----- Source

Depuis quelques jours, le monde de la culture s’est mis en branle pour condamner l’invasion de l’Ukraine, mais la question de la venue d’artistes ressortissants du pays reste épineuse. Doit-on pénaliser uniquement les proches de Poutine ?
Annulations des concerts de Nick Cave, de Woodkid ou de Green Day en Russie, suspension des sorties en salles des films Disney (dont Alerte rouge de Pixar), Sony (Morbius) et Warner (The Batman devait sortir là-bas vendredi), déprogrammation de l’exposition Christian Boltanski par ses ayants droit une dizaine de jours avant son ouverture au Manège de Saint-Pétersbourg… Depuis le début de l’offensive russe en Ukraine, la glaciation artistique et culturelle est fulgurante. En tout cas s’agissant de la présence d’artistes européens, américains ou britanniques sur le sol russe, l’eau semble froide et limpide. L’autre direction quant à elle, celle du boycott des artistes russes sur nos territoires, pose davantage de dilemmes éthiques. Et en l’absence de disposition officielle sur le sujet, chacun négocie ou tranche au sabre dans le lot de questions : jusqu’où convient-il censément d’exclure les artistes russes du paysage, en protestation à l’invasion de l’Ukraine ? Doit-on pénaliser uniquement les artistes proches de Poutine ou s’en prendre à tous les artistes ressortissants du pays ? A quel point, aussi, combat-on le soft power russe – particulièrement puissant en France – en déprogrammant les œuvres des morts ? La dernière question se posait réellement il y a trois jours après qu’on apprenait la décision de l’Orchestre philharmonique de Zagreb, en Croatie, d’évincer jusqu’à nouvel ordre les œuvres de Tchaïkovski de son répertoire.
Les deux premières se posent encore visiblement aux rares institutions culturelles engagées dans une collaboration franco-russe qui ne se sont pas encore prononcées sur le maintien de leurs événements. Une grande majorité a, quant à elle, déjà fait connaître sa position depuis le début de l’offensive. Et ainsi pleuvent les communiqués annonçant les déprogrammations de films, d’expos, de spectacles, de festivals. Le Festival de Cannes, notamment, a annoncé qu’aucune délégation du pays ni instance liée au gouvernement russe ne seront acceptées sur la Croisette en mai «sauf à ce que la guerre d’agression cesse dans des conditions qui satisferont le peuple ukrainien», tout en saluant les opposants en Russie.

----------
----- Relevé

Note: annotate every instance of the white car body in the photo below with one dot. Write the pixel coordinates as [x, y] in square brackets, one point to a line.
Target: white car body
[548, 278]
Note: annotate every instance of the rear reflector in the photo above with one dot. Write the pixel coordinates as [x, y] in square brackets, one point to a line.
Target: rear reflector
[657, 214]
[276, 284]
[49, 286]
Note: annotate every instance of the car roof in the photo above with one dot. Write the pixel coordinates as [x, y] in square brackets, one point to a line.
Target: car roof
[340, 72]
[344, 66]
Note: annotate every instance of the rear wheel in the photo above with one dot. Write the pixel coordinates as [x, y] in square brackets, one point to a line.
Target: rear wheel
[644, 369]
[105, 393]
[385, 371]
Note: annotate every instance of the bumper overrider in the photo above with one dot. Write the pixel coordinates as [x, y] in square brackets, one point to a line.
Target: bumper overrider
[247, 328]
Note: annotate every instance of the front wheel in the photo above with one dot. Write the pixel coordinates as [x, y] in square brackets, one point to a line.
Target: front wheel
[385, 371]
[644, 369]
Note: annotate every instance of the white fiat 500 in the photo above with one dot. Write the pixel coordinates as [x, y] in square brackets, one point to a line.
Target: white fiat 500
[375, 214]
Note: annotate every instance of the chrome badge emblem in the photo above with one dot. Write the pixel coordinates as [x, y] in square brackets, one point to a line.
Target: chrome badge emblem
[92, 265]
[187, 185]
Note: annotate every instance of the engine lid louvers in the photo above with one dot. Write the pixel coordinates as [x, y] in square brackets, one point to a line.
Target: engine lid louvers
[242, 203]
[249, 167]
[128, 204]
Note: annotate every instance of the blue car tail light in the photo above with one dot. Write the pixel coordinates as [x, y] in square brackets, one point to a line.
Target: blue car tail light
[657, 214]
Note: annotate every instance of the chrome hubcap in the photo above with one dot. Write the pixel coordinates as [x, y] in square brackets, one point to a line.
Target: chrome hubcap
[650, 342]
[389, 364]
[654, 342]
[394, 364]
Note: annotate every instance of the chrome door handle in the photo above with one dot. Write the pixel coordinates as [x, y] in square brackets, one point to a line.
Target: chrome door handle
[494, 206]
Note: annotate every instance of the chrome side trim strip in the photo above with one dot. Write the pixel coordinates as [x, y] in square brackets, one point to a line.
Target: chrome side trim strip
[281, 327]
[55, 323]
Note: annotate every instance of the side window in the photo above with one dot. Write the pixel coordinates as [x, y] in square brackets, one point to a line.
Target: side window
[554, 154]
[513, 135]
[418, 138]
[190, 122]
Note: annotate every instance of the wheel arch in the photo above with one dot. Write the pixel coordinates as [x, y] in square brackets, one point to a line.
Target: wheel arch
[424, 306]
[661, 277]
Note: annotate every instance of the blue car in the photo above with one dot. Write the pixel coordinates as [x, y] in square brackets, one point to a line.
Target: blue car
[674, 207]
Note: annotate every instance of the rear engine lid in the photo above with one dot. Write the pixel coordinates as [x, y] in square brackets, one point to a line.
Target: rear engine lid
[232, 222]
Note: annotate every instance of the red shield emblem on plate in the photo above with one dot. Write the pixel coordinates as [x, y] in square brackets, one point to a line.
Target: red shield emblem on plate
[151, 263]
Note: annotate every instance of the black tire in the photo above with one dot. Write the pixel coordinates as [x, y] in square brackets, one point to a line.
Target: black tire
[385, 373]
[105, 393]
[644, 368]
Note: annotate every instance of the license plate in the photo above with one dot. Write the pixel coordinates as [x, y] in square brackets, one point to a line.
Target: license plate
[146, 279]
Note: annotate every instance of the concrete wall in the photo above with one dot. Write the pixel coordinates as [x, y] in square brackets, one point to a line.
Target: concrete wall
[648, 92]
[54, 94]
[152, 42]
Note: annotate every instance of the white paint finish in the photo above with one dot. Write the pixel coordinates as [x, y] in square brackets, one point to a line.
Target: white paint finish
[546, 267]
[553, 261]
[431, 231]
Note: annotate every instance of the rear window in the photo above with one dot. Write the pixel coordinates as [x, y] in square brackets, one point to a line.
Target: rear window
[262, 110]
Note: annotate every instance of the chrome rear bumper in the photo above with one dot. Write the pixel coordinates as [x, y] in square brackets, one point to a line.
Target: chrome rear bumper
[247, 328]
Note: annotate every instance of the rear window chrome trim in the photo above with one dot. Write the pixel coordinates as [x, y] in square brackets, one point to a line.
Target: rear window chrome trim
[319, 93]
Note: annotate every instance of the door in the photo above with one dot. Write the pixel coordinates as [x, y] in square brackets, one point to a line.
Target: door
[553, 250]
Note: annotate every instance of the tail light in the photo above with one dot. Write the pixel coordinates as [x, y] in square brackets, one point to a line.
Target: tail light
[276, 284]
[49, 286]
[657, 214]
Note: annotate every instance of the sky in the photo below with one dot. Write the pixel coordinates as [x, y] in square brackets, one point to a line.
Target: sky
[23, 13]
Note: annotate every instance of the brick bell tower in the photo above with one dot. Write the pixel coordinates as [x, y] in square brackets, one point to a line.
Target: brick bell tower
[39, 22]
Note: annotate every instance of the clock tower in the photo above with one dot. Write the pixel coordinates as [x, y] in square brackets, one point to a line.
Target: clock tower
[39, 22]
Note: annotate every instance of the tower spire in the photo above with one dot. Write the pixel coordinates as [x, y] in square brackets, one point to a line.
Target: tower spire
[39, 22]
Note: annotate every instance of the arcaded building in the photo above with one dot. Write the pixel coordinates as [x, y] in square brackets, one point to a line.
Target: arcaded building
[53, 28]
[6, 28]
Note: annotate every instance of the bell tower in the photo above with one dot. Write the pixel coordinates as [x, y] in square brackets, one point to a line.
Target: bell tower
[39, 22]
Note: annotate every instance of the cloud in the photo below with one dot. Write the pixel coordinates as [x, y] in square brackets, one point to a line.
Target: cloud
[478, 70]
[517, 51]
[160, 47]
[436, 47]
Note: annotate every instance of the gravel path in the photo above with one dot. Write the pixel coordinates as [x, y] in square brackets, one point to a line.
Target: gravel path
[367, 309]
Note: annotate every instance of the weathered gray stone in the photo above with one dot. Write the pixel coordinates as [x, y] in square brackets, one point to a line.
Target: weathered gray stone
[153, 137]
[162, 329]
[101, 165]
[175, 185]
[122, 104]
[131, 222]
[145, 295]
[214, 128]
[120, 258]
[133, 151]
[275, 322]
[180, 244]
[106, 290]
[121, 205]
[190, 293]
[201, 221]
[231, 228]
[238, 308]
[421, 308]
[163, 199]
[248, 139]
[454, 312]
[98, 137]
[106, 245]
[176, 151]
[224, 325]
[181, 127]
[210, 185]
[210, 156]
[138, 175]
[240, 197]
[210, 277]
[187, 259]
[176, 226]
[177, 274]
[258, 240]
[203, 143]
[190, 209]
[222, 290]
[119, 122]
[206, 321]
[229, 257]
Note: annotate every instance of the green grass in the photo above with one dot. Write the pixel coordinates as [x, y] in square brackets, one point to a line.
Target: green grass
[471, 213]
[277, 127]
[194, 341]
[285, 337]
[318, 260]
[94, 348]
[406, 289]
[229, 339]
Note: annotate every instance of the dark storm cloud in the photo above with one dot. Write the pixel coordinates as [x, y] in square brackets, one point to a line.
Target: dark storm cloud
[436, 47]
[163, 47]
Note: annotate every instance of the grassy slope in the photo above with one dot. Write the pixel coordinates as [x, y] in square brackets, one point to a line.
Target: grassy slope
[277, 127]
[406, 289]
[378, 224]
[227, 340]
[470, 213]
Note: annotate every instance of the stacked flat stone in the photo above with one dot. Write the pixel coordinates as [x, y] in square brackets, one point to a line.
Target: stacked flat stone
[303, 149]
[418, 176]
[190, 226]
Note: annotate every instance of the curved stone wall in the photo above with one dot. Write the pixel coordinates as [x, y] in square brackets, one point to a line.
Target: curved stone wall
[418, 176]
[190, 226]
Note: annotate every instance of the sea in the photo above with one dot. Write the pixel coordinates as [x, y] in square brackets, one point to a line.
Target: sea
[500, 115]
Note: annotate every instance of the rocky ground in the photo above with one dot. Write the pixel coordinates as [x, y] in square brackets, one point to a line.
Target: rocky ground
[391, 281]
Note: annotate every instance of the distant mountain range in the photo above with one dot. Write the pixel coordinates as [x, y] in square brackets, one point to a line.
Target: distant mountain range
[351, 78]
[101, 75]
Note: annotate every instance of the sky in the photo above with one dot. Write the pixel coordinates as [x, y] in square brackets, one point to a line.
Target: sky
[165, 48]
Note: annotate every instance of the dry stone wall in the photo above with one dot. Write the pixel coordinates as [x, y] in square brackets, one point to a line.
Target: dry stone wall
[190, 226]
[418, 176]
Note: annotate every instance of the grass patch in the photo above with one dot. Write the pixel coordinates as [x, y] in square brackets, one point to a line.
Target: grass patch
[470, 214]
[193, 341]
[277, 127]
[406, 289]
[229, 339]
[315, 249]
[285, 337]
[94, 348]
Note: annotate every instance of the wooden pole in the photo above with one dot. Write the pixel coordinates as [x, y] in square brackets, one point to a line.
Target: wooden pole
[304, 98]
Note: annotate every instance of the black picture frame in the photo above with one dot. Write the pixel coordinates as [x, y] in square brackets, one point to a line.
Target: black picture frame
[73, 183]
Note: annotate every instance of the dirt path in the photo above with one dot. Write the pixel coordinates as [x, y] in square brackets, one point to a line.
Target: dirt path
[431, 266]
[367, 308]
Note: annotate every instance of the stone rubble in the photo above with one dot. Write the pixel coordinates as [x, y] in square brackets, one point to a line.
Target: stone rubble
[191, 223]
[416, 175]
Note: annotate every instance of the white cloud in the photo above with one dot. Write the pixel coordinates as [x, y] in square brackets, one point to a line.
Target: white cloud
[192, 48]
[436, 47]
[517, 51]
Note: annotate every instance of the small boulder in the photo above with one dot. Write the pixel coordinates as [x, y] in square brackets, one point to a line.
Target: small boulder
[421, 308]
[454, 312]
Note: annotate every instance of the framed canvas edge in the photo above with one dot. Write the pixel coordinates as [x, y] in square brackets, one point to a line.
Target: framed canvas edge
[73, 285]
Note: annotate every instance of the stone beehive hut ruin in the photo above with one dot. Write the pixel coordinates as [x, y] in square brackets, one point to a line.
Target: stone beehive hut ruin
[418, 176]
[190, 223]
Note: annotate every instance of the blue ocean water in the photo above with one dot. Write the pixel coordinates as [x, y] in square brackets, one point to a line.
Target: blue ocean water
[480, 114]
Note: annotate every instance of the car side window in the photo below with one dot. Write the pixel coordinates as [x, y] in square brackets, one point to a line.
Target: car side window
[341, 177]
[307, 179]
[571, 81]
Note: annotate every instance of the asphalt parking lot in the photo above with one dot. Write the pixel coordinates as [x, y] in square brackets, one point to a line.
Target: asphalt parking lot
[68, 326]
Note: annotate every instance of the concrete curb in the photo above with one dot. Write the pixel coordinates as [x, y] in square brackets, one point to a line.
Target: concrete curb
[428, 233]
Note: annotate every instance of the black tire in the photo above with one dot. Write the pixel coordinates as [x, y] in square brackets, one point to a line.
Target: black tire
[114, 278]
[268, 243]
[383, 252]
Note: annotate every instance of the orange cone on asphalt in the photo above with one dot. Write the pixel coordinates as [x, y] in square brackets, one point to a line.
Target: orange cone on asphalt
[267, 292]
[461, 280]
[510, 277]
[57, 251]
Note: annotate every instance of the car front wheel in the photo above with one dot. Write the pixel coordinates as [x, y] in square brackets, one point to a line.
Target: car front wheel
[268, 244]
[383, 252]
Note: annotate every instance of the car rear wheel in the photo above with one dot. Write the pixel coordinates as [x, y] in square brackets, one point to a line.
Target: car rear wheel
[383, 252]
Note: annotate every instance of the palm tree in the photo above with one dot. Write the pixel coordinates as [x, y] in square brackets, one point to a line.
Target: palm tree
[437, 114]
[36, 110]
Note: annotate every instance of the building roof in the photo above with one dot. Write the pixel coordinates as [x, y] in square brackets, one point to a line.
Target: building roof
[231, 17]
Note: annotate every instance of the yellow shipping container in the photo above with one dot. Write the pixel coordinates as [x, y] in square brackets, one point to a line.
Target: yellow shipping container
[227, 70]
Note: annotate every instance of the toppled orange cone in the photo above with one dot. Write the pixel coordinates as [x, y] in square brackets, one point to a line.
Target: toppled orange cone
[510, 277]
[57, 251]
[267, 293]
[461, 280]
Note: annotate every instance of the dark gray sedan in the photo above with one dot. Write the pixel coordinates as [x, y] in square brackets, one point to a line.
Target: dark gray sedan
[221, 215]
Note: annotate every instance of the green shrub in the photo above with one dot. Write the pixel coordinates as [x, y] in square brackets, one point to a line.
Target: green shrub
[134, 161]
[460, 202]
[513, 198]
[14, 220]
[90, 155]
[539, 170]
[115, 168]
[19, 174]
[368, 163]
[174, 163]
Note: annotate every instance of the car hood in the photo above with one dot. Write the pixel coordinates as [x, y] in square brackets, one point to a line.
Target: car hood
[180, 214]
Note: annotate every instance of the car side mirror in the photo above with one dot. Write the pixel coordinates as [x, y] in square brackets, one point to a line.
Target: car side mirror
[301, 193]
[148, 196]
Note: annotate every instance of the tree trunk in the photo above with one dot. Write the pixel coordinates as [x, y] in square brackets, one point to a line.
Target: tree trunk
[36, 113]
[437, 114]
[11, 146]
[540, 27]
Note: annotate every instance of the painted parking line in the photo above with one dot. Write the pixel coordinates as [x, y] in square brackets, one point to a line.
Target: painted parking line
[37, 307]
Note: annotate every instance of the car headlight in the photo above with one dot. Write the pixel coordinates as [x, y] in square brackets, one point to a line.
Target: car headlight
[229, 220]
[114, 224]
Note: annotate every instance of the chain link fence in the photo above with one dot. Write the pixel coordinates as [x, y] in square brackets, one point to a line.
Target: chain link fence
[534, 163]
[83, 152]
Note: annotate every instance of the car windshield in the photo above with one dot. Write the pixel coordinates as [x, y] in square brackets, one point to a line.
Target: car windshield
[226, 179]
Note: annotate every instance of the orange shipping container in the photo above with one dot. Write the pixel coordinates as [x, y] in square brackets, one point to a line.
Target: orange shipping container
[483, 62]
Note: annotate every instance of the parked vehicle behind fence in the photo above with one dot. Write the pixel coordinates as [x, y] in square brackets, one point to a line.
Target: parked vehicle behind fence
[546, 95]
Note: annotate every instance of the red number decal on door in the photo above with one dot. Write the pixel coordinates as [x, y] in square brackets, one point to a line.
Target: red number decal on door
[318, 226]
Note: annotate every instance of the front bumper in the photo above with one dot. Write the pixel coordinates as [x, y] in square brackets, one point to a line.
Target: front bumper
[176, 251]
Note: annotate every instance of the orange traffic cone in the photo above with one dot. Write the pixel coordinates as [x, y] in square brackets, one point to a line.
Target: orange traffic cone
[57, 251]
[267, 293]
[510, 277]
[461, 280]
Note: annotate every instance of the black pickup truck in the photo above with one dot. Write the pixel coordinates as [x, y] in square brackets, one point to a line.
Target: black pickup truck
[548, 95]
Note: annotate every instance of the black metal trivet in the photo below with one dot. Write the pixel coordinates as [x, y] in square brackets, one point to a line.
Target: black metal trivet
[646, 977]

----------

-- Consignes de travail --
Selon la source, quel orchestre a décidé d'évincer les œuvres de Tchaïkovski de son répertoire jusqu'à nouvel ordre ?

-- Réponse rédigée --
L'Orchestre philharmonique de Zagreb, en Croatie.